Set task -> Repeat each of the following lines word for word, leaving out the pictures.

(Image location labeling entries)
━━━━━━━━

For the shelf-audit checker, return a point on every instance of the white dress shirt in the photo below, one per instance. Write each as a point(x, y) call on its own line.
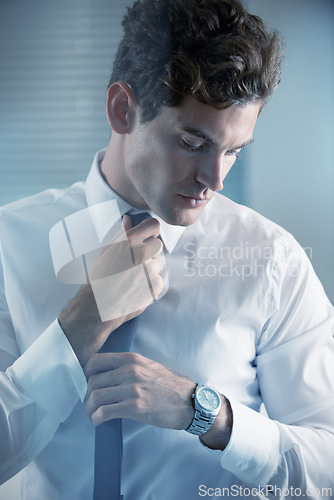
point(244, 313)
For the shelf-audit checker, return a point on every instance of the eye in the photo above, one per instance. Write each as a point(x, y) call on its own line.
point(192, 144)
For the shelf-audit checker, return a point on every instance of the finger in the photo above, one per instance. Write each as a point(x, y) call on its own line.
point(108, 412)
point(127, 222)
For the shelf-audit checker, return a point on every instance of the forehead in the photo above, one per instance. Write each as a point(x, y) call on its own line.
point(223, 126)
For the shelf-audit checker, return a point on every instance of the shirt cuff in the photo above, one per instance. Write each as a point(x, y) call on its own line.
point(49, 373)
point(253, 452)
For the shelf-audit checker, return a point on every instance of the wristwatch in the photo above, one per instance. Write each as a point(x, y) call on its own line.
point(207, 404)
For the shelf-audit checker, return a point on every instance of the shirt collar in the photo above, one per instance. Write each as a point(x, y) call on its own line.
point(99, 193)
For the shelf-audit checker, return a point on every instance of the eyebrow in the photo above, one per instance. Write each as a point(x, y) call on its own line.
point(211, 140)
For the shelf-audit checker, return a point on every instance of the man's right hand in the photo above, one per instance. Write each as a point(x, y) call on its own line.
point(132, 265)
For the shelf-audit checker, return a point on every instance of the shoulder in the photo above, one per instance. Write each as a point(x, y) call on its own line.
point(226, 217)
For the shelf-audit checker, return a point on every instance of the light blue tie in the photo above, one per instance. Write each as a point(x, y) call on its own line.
point(108, 436)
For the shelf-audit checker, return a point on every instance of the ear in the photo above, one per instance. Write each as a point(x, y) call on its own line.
point(121, 107)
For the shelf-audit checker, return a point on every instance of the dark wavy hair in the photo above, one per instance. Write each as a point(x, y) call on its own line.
point(212, 50)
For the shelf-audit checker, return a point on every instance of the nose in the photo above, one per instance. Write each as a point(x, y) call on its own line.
point(213, 171)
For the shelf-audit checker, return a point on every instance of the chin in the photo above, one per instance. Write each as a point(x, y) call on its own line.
point(184, 218)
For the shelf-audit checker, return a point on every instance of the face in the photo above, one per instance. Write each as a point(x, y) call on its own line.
point(174, 164)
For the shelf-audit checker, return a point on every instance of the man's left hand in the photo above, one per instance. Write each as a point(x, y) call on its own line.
point(128, 385)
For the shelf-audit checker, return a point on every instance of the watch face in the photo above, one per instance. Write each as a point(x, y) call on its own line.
point(208, 398)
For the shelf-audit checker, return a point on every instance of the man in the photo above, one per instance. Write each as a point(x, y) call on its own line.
point(244, 314)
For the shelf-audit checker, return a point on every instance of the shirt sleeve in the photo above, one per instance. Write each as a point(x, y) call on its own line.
point(38, 391)
point(293, 448)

━━━━━━━━

Answer to the problem ->
For the shelf-audit checker, return a point on every instance of the white dress shirt in the photo below, one per instance. Write each as a point(x, y) call on its own line.
point(244, 313)
For the shelf-audit checker, return a point on every instance of the eye in the photo above, one per instance. Write each as a point(x, y) call on its own line.
point(192, 144)
For the shelf-audit checker, return a point on every instance of the finger in the photo above, one per instance. Write each as a point(x, y) call on its own line.
point(108, 412)
point(127, 222)
For the shelf-audit checker, return a point on every instance of the forehead in the photo above, one per instance. Write each as a point(x, y) call on its own line.
point(223, 126)
For the shelf-audit checker, return a point on every instance of the shirt cuff in the photo above, one per instance. Write each as a point(x, y) call on its own line.
point(49, 373)
point(253, 452)
For the shelf-audit checker, return a point on every instance of the wristwatch in the photo above, one per instance. Write each as a point(x, y) call on its own line.
point(207, 404)
For the shelf-audit checker, return a point on every instance of the shirt collar in the photo above, one per instance. Write each as a point(x, y) call on its own line.
point(99, 193)
For the shelf-audit checker, return a point on every instance of the eyebrow in the photo above, one per instance. Write each as a point(x, y) call on its own line.
point(211, 140)
For the shelf-audit checker, return a point on every instance of the man's right hand in the photo above, one per instance. Write each as a point(x, y) call on its own line.
point(132, 265)
For the shelf-audit checker, return a point on every instance of the shoulder in the photo above, one per instance. Write each as a point(x, y) call on its own line.
point(226, 217)
For the shelf-audit checker, return a point on every instance of the light blue tie in the photo above, one per instance. Write each as a point(x, y) call on its own line.
point(108, 436)
For the shelf-audit checker, return a point on every instance of the ear in the photo above, one per instance. Write each as a point(x, y) call on its own line.
point(121, 107)
For the shelf-audit checker, return a point on every instance of the dark wavy hair in the photo above, one per instance. Write each as a point(x, y) call on its own line.
point(212, 50)
For the shelf-audit checker, return a point on every instance of the nose in the photo above, one per instance. Write each as a point(x, y) call on its own line.
point(213, 171)
For the shelf-audit checker, return a point on every instance of the chin in the photo above, one per instance. Write each as a point(x, y) call on its own line.
point(184, 218)
For the shelf-audit checker, return a point on every instance of the face in the photo above, one per instance. Write each as a point(x, y) call on its own line.
point(174, 164)
For the shelf-audit checker, return a point on every instance of the man's left hand in the photo above, one per instance. Write each as a point(x, y) call on its own line.
point(128, 385)
For the shelf-audit checker, return a point on every instance of the watch face in the photo above, one per instance. Write each as a point(x, y) call on its own line.
point(208, 398)
For the shelf-audit checker, return a point on every instance of the man in the photo above, one per instance. Write each as a point(x, y) call on its own line.
point(244, 314)
For the shelf-audit checker, return a point on every instance of the shirt sleeve in the photo above, one per instance. Write each as a point(x, y) call on its own line.
point(38, 391)
point(293, 448)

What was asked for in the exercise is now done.